* _Extrait_
Quant aux sanctions infligées par l’ANSM, elles sont insignifiantes : entre 2018 et 2022, ce sont seulement 8 pénalités financières qui ont été prononcées pour un total de 922 000 euros. Quand on connaît les milliards de profits réalisés par ces grands labos, on mesure le manque à gagner…

Il faut donner plus de moyens à l’ANSM qui fait déjà un gros travail mais à qui on donne toujours plus de missions.

Le gouvernement ne veut ni utiliser ni se doter d’outils lui permettant de pouvoir opposer une autre politique à l’industrie pharmaceutique. S’il est vrai que les industriels possèdent la pleine propriété des médicaments via les brevets, la France n’a jamais utilisé la licence d’office ni, plus récemment, la réquisition des labos, pourtant  votée par le Parlement, parmi les mesures d’urgence pendant la pandémie du COVID.

Il faut cesser de distribuer des aides sans aucune conditionnalité  au secteur pharmaceutique, particulièrement bien doté !

En effet, ce secteur  est l’un des principaux bénéficiaires des aides et incitations fiscales. C’est le second bénéficiaire du CIR ( crédit impôt recherche) avec 710 millions d’euros, ce qui constitue une source d’attractivité reconnue par tous nos interlocuteurs !

À la lumière de tous ces éléments, la commission d’enquête, qui a fait 36 recommandations, a souligné qu’il serait nécessaire d’avoir une production publique de médicaments essentiels.

S’il existe plus de 6000 MITM, le gouvernement s’est enfin décidé à établir une liste plus restreinte de 454 médicaments essentiels. Aussitôt publiée, cette liste a été remise en cause du fait d’un manque de transparence dans les choix opérés et d’un travail jugé trop peu collectif.

Pour notre part, nous avons proposé d’établir une liste d’une cinquantaine de médicaments critiques et de nous appuyer sur les établissements pharmaceutiques (EP) hospitaliers, singulièrement celui de l’AGEPS (Agence générale des équipements et produits de santé) de l’AP-HP pour les produire. Elle a prouvé son efficacité puisque, face à la pénurie de curare durant la pandémie, l’AGEPS, en partenariat avec d’autres EP, a fabriqué 400 mille unités de Cisatracurium. Il faut donc arrêter son démantèlement, qui a commencé en 2018, lui faisant perdre une partie de ses missions et de ses compétences. Ce sont ainsi près de 80 millions d’euros qui sont récupérés par l’industrie pharmaceutique sur la base des produits de l’AP-HP, moyennant une redevance de 15 millions d’euros ( soit une perte sèche de 65 millions pour la puissance publique !)

* _Données enregistrées_

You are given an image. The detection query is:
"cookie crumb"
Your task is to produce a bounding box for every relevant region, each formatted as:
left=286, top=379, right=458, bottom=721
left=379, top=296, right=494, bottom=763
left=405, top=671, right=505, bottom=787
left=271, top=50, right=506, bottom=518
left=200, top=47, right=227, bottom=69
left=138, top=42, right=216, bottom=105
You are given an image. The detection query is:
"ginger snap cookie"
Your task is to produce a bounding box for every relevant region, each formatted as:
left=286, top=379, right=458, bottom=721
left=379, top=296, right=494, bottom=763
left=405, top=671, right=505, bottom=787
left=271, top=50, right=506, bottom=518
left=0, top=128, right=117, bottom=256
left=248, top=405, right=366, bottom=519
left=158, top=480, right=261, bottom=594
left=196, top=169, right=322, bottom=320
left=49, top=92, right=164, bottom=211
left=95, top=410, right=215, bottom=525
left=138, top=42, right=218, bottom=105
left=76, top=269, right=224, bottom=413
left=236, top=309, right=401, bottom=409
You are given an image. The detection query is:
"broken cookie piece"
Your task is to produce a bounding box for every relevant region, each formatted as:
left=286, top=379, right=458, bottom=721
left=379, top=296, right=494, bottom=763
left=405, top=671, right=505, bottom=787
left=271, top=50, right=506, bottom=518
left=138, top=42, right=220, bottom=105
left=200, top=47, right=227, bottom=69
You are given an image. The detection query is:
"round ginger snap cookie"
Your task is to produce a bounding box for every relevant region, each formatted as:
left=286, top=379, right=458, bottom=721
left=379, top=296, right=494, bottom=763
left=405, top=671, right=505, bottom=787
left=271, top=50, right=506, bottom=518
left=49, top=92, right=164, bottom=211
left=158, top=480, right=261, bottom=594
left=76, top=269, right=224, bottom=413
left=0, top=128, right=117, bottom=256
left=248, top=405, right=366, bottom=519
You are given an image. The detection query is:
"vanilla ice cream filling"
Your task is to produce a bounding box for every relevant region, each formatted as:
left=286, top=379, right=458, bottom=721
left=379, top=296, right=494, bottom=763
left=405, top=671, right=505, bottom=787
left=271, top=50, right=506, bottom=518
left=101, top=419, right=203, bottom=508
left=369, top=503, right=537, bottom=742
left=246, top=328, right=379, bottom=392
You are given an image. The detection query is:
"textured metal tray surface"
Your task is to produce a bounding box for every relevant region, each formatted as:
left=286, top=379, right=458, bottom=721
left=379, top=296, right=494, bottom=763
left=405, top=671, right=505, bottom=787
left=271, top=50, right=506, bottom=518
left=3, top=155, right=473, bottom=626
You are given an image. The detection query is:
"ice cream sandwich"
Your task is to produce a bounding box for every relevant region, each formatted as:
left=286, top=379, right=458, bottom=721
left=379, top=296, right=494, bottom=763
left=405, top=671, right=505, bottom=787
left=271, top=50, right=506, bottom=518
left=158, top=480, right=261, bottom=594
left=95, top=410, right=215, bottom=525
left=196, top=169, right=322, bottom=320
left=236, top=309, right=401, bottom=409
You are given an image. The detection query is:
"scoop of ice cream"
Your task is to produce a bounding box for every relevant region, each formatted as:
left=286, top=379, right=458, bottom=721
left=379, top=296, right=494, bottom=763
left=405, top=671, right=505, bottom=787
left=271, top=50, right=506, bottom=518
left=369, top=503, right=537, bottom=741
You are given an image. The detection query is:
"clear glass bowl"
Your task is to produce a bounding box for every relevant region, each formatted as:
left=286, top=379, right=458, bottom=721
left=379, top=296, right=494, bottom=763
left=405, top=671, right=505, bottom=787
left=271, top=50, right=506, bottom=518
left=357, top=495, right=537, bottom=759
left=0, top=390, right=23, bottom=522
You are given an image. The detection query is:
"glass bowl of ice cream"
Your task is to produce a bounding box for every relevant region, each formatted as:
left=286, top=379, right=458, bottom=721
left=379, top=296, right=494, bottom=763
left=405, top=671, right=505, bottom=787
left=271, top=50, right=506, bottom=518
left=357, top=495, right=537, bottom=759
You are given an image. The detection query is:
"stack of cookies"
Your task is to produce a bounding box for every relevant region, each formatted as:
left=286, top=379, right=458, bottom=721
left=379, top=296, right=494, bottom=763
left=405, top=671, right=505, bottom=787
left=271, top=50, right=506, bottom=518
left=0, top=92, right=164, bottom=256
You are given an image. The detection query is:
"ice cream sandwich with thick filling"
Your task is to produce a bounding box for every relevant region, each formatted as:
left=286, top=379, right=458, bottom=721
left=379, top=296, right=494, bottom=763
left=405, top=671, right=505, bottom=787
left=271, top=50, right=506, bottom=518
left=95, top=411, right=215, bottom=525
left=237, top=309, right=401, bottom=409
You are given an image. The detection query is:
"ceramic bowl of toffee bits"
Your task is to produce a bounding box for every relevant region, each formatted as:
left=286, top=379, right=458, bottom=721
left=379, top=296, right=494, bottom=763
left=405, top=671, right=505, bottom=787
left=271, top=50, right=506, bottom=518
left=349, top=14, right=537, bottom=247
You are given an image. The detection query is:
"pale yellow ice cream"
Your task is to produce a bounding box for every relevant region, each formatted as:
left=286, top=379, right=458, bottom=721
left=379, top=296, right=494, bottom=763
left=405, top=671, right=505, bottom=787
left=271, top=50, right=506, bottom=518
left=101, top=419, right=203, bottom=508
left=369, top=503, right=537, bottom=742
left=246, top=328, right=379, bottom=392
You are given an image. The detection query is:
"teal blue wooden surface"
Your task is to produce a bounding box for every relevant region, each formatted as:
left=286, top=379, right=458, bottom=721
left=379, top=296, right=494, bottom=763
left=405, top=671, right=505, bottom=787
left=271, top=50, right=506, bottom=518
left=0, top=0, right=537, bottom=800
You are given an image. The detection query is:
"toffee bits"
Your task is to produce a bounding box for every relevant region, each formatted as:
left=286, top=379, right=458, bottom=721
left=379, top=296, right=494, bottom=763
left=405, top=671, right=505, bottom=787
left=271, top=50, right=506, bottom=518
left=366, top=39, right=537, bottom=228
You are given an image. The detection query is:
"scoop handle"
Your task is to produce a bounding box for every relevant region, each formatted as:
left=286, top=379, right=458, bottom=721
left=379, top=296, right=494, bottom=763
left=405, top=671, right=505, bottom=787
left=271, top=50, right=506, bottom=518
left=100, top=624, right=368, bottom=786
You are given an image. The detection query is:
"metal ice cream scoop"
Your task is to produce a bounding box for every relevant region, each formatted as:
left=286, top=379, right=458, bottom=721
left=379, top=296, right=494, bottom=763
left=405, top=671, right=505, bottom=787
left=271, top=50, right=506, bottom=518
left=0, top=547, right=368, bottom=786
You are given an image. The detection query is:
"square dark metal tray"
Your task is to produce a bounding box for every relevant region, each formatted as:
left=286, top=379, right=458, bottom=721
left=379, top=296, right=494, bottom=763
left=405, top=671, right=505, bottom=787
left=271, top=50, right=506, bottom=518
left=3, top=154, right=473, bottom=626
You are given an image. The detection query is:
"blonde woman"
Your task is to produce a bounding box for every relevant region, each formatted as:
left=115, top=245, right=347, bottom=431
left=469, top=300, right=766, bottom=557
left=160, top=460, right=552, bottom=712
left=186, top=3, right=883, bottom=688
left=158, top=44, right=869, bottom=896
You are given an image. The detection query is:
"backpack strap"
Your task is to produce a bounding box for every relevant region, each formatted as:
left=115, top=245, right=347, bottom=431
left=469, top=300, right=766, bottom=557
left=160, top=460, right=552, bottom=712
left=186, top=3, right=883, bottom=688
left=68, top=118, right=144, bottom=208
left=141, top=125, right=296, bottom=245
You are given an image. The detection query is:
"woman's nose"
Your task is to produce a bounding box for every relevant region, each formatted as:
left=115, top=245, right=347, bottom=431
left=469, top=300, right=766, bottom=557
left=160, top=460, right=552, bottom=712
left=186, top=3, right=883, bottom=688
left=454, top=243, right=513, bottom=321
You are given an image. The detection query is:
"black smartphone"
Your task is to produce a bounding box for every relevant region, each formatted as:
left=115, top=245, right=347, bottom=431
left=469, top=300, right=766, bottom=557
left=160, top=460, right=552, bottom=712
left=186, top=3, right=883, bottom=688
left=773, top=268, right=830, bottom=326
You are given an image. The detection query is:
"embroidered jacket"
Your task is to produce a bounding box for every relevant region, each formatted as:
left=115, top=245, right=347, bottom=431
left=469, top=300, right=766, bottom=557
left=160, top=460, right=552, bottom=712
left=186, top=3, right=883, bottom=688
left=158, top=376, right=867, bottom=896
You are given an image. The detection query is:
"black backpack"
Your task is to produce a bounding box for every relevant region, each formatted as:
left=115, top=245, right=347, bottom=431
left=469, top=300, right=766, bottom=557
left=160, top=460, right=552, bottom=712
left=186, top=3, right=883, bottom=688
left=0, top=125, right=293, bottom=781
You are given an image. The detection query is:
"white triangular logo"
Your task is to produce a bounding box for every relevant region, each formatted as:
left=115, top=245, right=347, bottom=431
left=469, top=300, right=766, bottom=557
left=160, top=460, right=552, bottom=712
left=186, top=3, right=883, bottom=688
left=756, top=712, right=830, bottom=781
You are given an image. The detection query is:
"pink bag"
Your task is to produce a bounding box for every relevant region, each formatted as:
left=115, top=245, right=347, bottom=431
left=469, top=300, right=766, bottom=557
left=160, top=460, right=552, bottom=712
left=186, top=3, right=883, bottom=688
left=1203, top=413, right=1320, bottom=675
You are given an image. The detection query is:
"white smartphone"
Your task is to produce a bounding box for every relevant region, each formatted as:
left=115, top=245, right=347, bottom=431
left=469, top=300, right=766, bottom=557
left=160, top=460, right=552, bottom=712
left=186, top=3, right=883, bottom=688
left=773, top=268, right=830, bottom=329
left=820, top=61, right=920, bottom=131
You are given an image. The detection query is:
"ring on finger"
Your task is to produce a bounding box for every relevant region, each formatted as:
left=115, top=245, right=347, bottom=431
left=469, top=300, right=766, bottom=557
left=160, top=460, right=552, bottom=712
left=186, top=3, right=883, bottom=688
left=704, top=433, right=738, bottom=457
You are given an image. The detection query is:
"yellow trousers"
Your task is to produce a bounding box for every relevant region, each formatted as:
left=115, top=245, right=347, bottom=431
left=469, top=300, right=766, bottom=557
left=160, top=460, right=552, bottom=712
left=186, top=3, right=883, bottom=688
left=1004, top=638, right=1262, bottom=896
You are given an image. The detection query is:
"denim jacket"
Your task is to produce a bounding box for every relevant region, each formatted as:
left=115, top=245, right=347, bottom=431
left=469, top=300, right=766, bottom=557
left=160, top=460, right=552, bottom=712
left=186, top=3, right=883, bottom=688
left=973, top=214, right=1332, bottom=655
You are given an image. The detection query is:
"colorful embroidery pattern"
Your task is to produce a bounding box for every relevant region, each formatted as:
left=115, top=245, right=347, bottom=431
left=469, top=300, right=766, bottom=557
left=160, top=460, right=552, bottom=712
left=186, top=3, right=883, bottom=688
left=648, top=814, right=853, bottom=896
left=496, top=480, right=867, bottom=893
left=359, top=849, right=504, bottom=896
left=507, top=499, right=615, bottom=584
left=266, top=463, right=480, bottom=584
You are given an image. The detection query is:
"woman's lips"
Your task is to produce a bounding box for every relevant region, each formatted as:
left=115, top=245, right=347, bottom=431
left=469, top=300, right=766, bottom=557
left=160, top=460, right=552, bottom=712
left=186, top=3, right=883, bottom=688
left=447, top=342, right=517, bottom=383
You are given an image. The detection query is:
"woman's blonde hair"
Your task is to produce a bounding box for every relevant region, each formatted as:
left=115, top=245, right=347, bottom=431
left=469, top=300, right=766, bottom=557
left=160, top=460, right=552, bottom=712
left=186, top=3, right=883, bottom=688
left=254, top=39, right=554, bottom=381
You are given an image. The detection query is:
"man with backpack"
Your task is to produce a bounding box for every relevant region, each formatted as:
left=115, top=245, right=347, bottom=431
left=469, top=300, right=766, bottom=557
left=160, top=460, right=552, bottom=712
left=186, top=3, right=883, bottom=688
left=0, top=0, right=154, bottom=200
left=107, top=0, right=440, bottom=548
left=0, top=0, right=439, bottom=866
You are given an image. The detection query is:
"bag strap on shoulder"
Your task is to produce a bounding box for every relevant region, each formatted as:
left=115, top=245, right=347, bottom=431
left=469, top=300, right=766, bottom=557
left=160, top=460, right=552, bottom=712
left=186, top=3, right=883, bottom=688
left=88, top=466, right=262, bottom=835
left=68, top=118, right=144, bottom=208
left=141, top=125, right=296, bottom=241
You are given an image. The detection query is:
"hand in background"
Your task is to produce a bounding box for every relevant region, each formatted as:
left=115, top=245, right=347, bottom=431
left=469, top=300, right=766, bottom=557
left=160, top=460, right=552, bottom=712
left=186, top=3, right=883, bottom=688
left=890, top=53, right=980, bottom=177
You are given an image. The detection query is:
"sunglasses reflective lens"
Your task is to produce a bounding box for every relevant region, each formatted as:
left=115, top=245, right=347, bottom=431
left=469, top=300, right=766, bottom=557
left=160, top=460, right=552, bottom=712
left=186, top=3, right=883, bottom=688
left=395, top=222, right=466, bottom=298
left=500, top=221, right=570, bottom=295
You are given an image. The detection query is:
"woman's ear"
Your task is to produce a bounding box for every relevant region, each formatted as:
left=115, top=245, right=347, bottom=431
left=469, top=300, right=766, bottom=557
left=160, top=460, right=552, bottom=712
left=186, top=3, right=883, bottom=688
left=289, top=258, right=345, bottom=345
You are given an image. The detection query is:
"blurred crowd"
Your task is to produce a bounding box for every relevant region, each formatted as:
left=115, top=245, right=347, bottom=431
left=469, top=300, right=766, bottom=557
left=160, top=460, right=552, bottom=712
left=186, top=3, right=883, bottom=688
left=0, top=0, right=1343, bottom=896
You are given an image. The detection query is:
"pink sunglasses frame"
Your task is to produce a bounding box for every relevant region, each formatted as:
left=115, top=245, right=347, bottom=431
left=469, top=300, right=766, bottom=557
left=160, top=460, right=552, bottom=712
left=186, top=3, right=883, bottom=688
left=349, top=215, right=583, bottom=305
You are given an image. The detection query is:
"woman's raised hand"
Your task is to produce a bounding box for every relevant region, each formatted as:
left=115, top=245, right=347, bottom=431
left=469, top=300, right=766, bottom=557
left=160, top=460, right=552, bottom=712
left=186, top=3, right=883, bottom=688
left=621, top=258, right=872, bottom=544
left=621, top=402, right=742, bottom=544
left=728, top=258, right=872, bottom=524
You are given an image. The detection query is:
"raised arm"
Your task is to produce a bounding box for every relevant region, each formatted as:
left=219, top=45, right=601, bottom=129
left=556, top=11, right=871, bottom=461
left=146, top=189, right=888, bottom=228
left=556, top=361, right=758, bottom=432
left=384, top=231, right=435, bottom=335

* _Consignes_
(A) D'après l'extrait, combien de recommandations la commission d'enquête a-t-elle faites ?
(B) Recopiez l'extrait entre « À la lumière » et « trop peu collectif. », inclus, en remplaçant « gouvernement » par « ministère ».
Les items n'ont aucun rapport avec l'extrait.

* _Exercice corrigé_
(A) 36 recommandations.

(B)
À la lumière de tous ces éléments, la commission d’enquête, qui a fait 36 recommandations, a souligné qu’il serait nécessaire d’avoir une production publique de médicaments essentiels.

S’il existe plus de 6000 MITM, le ministère s’est enfin décidé à établir une liste plus restreinte de 454 médicaments essentiels. Aussitôt publiée, cette liste a été remise en cause du fait d’un manque de transparence dans les choix opérés et d’un travail jugé trop peu collectif.